Trecho do texto>

----------------------------------------

Em abril, ela foi questionada se é a favor da taxação de grandes fortunas durante uma sabatina promovida pelo UOL. “Eu sou mais favorável, neste momento, a taxar lucros e dividendos, porque você ataca as grandes fortunas”, respondeu, sem entrar em detalhes.
Entre suas propostas para a economia está “reformar tributos sobre o consumo, com a criação do IVA [imposto sobre valor agregado], trazendo mais justiça social, simplificação, progressividade e neutralidade ao sistema tributário brasileiro.”
O documento também cita especificamente uma reforma no IR “para eliminar a regressividade do nosso sistema”.

----------------------------------------

[Descrições de regiões em linguagem natural]
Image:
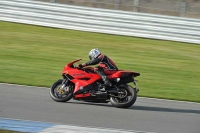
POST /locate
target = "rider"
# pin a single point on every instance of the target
(105, 63)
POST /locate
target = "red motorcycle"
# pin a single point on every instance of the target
(86, 85)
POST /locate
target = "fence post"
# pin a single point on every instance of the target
(182, 9)
(117, 2)
(136, 5)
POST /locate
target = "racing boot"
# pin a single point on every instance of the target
(106, 81)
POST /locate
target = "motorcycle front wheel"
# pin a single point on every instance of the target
(126, 101)
(61, 95)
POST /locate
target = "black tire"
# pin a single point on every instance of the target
(125, 104)
(59, 98)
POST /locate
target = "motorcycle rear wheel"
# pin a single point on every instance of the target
(127, 101)
(59, 95)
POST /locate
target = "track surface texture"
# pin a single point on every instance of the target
(146, 115)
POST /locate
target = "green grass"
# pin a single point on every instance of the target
(34, 55)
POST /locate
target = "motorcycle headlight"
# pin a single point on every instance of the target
(117, 79)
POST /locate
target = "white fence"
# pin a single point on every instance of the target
(101, 20)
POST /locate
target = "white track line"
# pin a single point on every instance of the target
(139, 97)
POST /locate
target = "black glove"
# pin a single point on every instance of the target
(80, 66)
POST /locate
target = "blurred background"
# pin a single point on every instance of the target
(182, 8)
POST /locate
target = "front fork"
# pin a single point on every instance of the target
(136, 85)
(64, 83)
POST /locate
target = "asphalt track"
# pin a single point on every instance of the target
(146, 115)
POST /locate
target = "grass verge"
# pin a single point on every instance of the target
(34, 55)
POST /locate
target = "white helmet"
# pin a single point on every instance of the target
(94, 53)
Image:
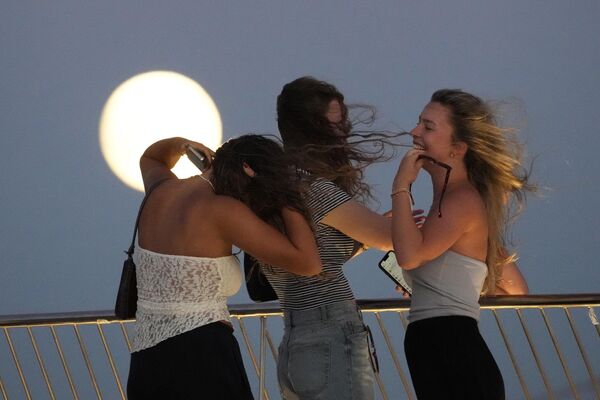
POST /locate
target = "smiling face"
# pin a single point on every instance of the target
(434, 132)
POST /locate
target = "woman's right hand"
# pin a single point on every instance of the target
(209, 153)
(408, 169)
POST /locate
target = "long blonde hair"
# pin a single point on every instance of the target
(494, 166)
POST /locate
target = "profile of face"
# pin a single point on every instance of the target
(336, 118)
(434, 133)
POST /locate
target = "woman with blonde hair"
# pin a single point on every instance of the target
(459, 252)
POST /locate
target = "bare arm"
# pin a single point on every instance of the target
(413, 246)
(361, 224)
(512, 281)
(296, 253)
(160, 157)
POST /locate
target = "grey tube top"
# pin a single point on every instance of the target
(448, 285)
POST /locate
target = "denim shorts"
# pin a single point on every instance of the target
(324, 354)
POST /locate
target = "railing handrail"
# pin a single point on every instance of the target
(273, 308)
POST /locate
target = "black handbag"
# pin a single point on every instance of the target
(259, 288)
(126, 304)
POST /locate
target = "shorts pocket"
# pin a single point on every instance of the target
(309, 367)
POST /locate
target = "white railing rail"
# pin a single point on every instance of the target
(547, 346)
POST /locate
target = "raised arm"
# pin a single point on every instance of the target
(361, 224)
(160, 157)
(295, 252)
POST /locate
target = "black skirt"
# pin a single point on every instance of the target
(204, 363)
(448, 359)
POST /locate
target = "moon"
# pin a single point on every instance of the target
(152, 106)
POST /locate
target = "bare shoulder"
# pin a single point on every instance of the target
(226, 208)
(464, 200)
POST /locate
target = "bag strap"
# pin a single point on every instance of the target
(137, 220)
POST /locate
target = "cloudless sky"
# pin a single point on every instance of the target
(65, 219)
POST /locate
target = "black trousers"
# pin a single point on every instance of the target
(448, 359)
(204, 363)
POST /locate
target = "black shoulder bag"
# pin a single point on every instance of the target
(126, 304)
(259, 288)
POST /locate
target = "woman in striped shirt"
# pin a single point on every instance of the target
(324, 352)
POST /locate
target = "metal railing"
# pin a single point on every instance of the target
(548, 347)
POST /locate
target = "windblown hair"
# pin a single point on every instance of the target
(332, 151)
(494, 166)
(276, 184)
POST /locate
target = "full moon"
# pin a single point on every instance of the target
(149, 107)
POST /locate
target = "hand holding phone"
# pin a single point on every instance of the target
(196, 157)
(390, 267)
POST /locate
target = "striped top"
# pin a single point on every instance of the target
(331, 286)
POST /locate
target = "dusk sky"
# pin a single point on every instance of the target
(66, 218)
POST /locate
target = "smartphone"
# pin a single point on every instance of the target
(389, 265)
(199, 159)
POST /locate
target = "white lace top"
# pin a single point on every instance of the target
(179, 293)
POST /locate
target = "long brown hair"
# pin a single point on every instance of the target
(339, 153)
(494, 166)
(276, 184)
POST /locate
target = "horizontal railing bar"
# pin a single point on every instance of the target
(273, 309)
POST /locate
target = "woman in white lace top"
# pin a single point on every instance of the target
(184, 345)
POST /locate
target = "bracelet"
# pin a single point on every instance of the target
(402, 190)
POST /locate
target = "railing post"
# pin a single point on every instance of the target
(17, 363)
(64, 363)
(40, 363)
(263, 356)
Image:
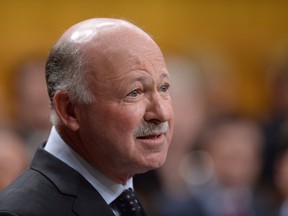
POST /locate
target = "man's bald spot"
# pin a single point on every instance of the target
(96, 29)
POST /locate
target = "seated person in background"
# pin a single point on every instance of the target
(32, 102)
(234, 145)
(14, 157)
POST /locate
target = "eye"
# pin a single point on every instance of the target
(164, 88)
(134, 93)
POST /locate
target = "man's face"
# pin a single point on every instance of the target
(131, 87)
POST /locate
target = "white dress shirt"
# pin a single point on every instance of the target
(107, 188)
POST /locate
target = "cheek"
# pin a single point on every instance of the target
(127, 118)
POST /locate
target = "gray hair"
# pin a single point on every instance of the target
(65, 72)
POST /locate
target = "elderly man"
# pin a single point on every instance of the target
(112, 116)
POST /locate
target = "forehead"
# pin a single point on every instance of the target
(124, 53)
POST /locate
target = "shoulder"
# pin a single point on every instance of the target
(6, 213)
(31, 194)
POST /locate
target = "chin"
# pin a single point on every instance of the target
(152, 163)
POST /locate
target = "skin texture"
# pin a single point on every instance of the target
(128, 77)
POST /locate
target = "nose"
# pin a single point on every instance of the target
(158, 109)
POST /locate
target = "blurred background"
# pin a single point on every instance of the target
(229, 65)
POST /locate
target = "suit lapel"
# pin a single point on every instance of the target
(69, 182)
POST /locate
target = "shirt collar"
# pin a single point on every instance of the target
(107, 188)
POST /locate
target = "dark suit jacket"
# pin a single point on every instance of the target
(50, 187)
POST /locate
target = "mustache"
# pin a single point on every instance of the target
(149, 128)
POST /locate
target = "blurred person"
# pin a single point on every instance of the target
(280, 174)
(276, 120)
(32, 102)
(191, 112)
(234, 145)
(112, 117)
(14, 157)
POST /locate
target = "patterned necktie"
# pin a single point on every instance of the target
(128, 204)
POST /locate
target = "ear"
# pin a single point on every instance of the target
(66, 110)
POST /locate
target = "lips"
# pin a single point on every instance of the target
(153, 136)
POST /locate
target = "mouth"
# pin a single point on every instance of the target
(152, 136)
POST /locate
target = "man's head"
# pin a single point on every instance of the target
(109, 90)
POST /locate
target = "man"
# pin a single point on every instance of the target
(112, 116)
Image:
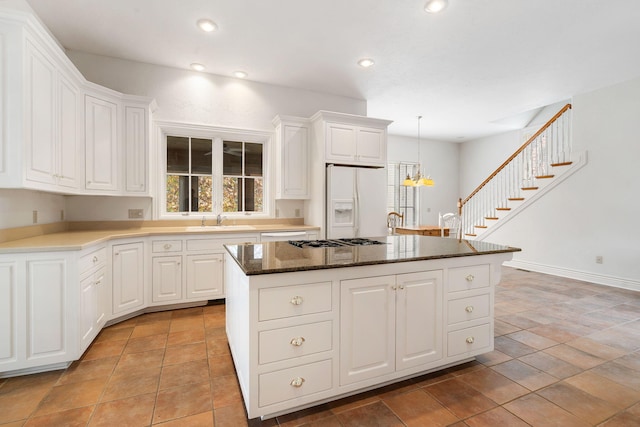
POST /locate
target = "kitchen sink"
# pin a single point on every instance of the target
(220, 228)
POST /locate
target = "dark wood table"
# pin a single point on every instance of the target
(424, 230)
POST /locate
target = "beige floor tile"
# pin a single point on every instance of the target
(182, 401)
(131, 411)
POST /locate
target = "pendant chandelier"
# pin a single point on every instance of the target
(418, 179)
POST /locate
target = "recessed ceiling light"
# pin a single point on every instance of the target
(207, 25)
(366, 62)
(435, 6)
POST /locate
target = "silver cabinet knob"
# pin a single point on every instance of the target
(297, 382)
(297, 342)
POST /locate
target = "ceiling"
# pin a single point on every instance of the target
(473, 70)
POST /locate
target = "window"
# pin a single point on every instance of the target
(213, 175)
(189, 174)
(243, 189)
(401, 199)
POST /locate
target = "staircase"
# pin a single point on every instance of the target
(541, 163)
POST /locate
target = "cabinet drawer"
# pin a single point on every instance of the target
(165, 246)
(296, 382)
(301, 340)
(92, 259)
(288, 301)
(470, 340)
(464, 309)
(216, 244)
(471, 277)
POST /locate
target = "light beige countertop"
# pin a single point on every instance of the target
(80, 239)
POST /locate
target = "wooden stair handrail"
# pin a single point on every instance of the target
(461, 203)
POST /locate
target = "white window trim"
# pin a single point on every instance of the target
(217, 135)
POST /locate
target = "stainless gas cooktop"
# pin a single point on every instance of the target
(335, 243)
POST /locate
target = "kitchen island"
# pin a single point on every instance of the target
(307, 325)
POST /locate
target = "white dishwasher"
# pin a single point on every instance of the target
(283, 235)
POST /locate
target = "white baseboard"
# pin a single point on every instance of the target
(600, 279)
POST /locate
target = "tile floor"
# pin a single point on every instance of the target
(567, 353)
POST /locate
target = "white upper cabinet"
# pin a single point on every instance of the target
(58, 130)
(136, 150)
(352, 140)
(51, 120)
(101, 144)
(292, 157)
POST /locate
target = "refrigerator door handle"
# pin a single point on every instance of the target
(356, 210)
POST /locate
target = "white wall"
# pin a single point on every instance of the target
(193, 97)
(591, 213)
(17, 206)
(438, 159)
(184, 96)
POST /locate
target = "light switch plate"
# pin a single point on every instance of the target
(136, 213)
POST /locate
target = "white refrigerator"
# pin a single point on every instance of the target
(356, 202)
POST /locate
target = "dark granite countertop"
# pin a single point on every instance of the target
(281, 257)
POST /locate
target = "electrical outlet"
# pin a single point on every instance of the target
(136, 213)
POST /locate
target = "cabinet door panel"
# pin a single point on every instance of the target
(128, 277)
(205, 276)
(419, 319)
(295, 170)
(88, 311)
(166, 280)
(68, 139)
(135, 138)
(101, 144)
(367, 338)
(8, 312)
(46, 308)
(341, 142)
(371, 146)
(40, 123)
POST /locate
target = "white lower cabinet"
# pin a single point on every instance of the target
(128, 278)
(205, 276)
(166, 278)
(9, 312)
(93, 294)
(389, 323)
(38, 314)
(307, 337)
(189, 268)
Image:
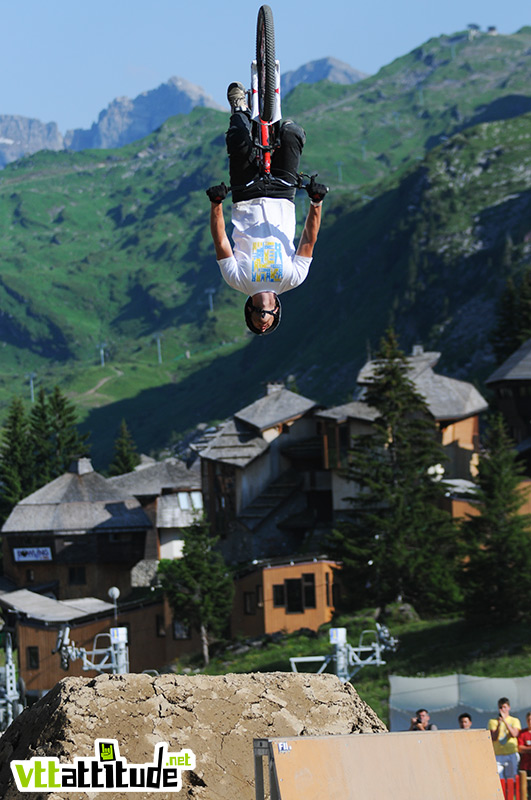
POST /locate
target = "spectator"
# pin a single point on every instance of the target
(465, 721)
(504, 731)
(422, 722)
(524, 745)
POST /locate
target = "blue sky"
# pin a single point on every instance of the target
(65, 60)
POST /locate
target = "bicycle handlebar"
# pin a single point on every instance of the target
(268, 178)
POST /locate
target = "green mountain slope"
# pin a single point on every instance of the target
(110, 250)
(360, 133)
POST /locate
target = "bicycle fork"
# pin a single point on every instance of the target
(265, 146)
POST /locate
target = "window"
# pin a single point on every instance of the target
(32, 658)
(197, 500)
(294, 604)
(185, 503)
(180, 630)
(159, 625)
(76, 576)
(308, 584)
(249, 602)
(279, 595)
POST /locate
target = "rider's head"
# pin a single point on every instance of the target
(262, 312)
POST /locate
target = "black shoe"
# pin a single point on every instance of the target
(237, 97)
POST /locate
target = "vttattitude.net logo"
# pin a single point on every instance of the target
(106, 772)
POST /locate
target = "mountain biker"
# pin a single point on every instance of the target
(264, 262)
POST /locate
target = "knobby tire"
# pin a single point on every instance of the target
(265, 60)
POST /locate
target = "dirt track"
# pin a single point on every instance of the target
(216, 717)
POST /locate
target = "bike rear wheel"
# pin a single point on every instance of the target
(265, 60)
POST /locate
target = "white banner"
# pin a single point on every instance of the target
(32, 553)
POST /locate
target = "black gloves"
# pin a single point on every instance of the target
(217, 194)
(316, 191)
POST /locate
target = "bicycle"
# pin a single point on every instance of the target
(265, 107)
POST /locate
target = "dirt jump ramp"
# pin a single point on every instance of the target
(215, 717)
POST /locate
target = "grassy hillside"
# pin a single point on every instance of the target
(426, 218)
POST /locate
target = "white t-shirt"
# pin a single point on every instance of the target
(264, 257)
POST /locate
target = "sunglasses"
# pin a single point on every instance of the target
(262, 311)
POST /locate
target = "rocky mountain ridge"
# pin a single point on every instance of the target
(324, 69)
(125, 120)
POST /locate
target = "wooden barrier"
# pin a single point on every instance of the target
(446, 765)
(515, 788)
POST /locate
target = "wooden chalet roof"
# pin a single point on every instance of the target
(45, 609)
(172, 473)
(516, 368)
(278, 406)
(446, 398)
(80, 500)
(354, 410)
(236, 444)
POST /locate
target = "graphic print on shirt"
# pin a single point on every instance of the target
(266, 262)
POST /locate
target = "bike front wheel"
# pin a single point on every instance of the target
(265, 61)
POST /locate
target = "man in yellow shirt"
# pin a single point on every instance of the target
(504, 731)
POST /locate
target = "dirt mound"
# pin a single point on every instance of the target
(215, 717)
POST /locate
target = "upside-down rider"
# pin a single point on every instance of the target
(264, 262)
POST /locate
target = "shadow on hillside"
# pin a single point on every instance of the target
(454, 646)
(508, 107)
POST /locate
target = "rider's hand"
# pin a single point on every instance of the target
(316, 191)
(217, 194)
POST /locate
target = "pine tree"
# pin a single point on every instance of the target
(126, 456)
(513, 320)
(40, 440)
(66, 441)
(16, 467)
(198, 585)
(497, 576)
(397, 541)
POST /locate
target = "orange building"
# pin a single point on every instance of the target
(154, 638)
(285, 596)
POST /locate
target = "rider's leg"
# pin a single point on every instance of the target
(242, 164)
(286, 158)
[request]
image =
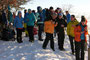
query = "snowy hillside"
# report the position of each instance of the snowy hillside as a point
(11, 50)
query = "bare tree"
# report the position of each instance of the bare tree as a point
(12, 3)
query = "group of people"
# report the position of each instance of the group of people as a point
(53, 22)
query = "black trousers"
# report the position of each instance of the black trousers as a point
(49, 37)
(41, 28)
(30, 32)
(79, 46)
(19, 35)
(72, 43)
(61, 40)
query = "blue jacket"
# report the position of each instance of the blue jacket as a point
(68, 18)
(18, 23)
(31, 19)
(25, 18)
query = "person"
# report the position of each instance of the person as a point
(70, 31)
(60, 31)
(25, 25)
(68, 16)
(18, 24)
(49, 30)
(80, 39)
(30, 24)
(40, 22)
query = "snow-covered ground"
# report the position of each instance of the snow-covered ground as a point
(11, 50)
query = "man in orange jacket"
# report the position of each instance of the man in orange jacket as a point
(80, 39)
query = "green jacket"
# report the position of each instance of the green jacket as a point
(70, 27)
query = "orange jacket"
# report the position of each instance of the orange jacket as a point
(77, 32)
(49, 26)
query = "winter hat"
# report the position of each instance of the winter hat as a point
(60, 14)
(54, 14)
(19, 12)
(29, 10)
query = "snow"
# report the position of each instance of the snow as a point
(11, 50)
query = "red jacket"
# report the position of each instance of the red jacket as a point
(77, 32)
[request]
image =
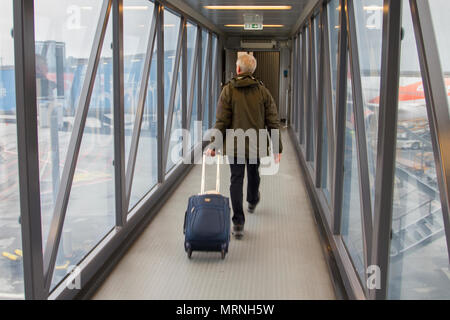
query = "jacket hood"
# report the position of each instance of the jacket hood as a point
(244, 80)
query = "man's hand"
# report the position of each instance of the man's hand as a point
(210, 152)
(277, 157)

----------------------------------------

Item de trabalho A>
No trecho sobre propostas tributárias, que imposto se propõe criar na reforma dos tributos sobre o consumo?
Item de trabalho B>
Prolongue o trecho sobre propostas tributárias a partir da última frase apresentada.

Resposta da tarefa A>
O IVA, imposto sobre valor agregado.

Resposta da tarefa B>
Outros candidatos também defendem imposto sobre lucros e dividendos e grandes fortunas
Todos os demais presidenciáveis também mencionam em algum momento de seu plano de governo alterações no modelo tributário brasileiro. Felipe D’Ávlia (Novo) e Soraya Thronicke (União Brasil) pregam uma simplificação nos impostos de modo a tornar o sistema mais justo, porém sem aumento de carga.
O candidato do Novo propõe a criação do IVA, a uniformização de regras de tributação da renda e a alteração das regras de tributação de folha de pagamento. A postulante do União Brasil traz o conceito de Imposto Único Federal (IUF), que fundiria todos os tributos e contribuições da União. “O IUF irá distribuir a carga tributária com maior justiça social, aliviando a excessiva incidência sobre os assalariados, a classe média e as empresas formais”, afirma.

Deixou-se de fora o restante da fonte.